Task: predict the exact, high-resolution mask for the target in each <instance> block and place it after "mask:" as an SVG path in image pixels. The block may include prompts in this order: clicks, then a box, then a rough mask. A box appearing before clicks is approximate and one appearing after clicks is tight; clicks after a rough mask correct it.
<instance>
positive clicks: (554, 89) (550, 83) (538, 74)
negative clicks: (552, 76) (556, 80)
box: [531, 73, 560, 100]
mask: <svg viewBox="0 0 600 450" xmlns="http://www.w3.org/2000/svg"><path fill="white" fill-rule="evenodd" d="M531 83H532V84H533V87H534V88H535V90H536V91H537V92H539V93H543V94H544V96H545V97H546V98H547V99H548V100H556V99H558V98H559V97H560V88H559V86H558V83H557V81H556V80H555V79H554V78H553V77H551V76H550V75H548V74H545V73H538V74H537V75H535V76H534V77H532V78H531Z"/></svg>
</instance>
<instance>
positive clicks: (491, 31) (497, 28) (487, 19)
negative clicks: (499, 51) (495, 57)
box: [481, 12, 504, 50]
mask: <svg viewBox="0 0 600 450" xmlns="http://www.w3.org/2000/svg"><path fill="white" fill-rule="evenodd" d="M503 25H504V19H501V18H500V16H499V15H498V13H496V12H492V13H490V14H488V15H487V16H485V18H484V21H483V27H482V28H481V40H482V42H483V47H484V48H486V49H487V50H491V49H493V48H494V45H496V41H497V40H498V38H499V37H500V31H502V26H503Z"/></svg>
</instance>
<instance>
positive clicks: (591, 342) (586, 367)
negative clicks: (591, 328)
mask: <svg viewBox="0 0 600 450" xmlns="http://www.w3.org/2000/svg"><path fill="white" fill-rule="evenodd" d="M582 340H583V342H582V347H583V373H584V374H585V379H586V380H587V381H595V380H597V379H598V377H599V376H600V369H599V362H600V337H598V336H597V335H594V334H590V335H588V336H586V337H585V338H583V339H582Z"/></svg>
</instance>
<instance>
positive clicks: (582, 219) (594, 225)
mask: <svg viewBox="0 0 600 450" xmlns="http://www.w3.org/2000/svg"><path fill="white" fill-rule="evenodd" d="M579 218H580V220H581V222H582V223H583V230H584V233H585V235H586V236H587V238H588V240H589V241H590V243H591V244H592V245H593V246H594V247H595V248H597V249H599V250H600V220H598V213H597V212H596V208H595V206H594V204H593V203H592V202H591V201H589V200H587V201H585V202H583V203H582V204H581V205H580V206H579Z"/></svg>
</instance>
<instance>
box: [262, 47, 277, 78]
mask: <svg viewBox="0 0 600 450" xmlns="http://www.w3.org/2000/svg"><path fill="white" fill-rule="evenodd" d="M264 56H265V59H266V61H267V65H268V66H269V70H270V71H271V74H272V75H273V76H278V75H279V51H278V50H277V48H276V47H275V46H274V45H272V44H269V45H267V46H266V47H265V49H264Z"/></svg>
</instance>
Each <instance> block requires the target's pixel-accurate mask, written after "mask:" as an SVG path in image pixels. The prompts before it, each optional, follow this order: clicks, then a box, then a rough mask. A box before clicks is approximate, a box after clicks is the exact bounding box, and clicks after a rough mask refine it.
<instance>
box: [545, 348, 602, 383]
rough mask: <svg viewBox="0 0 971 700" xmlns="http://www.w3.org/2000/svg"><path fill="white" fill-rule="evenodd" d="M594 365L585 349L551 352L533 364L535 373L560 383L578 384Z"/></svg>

________________

## PROBLEM TO SOLVE
Set out every line from the material that contains the string "approximate".

## EXERCISE ANSWER
Task: predict the exact, high-resolution mask for the target in each <instance> block and place it after "mask:" as an SVG path in image pixels. The block may include prompts in this order: clicks, then a box, then a rough mask. A box appearing before clicks is approximate and one appearing after clicks is tight; clicks after a rough mask correct it.
Each <instance> block requires the target's pixel-accurate mask, written after "mask:" as an SVG path in image pixels. The prompts before it, each optional, follow this order: clicks, then a box, then a rough mask. A box before clicks is approximate, a box after clicks is the exact bounding box, and clicks after a rough mask refine it.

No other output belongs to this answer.